WHAT TO DO -
Could you extract the stretch of the material that opens with the line containing "the boat gunwale" and closes with the line containing "point(720, 1201)", copying those lines unchanged and nothing else?

[Location identification items]
▼

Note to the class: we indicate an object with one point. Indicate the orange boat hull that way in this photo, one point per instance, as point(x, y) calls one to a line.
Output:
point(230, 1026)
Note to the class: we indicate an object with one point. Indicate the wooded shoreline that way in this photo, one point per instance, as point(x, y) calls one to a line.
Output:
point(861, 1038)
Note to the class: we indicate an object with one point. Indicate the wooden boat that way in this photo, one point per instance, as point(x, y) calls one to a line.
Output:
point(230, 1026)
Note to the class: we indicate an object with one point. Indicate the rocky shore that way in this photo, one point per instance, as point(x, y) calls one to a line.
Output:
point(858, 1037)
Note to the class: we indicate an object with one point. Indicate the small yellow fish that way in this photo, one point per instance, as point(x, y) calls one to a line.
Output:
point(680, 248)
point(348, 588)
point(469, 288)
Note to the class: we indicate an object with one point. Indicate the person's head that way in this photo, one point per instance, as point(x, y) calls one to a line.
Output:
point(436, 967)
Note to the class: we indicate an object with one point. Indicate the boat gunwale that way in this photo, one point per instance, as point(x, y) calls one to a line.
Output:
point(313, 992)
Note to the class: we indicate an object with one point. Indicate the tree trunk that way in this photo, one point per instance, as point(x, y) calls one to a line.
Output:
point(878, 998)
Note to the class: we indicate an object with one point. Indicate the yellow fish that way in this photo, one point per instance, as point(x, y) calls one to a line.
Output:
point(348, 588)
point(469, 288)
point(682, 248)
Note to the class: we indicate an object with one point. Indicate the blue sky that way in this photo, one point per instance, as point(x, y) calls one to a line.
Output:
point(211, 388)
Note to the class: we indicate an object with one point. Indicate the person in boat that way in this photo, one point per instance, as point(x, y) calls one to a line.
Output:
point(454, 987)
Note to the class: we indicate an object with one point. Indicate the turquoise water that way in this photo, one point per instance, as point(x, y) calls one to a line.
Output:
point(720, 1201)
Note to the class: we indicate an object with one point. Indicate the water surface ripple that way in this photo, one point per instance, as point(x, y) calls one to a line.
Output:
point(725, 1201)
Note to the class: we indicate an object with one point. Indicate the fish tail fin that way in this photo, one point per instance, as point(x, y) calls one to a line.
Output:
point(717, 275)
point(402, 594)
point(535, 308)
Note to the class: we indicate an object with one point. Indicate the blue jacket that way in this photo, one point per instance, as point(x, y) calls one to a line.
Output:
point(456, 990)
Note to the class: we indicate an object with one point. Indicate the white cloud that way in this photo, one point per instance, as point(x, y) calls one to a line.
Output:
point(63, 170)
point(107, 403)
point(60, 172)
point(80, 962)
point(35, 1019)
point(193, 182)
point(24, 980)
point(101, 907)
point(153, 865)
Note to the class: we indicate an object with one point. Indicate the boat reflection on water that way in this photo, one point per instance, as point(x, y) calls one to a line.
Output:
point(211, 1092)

▲

ANSWER TO THIS TASK -
Note to the class: we indicate an object with one point. Indicate the boat gunwale that way in this photo, one point per instance, as point(x, y) calls one to a line.
Output:
point(313, 992)
Note to the class: we indicate an object with one point. Indicate the tree trunk that way in this photo, one point per instance, as point(x, y) calls one to a line.
Output:
point(878, 998)
Note to the class: we indicate an object with one point. Indicate the yellow fish that way in this photo, one point per instance, as point(x, y) calls one to a line.
Output:
point(348, 588)
point(469, 288)
point(682, 248)
Note to the class: we indicate an object with one point. Indicate the blue sky that way in this photo, one point per instance, as point(x, y) calls one to a line.
Output:
point(211, 388)
Note to the class: we indicate an object with one point. Indicate the person in boat that way in this photo, one point per instance, as point(x, y) calls one to a line.
Output:
point(454, 987)
Note to the class: we indicate an object with one point. Indicate the turquoise water that way in this photo, one point per instance, as point(x, y) calls one to a line.
Output:
point(720, 1201)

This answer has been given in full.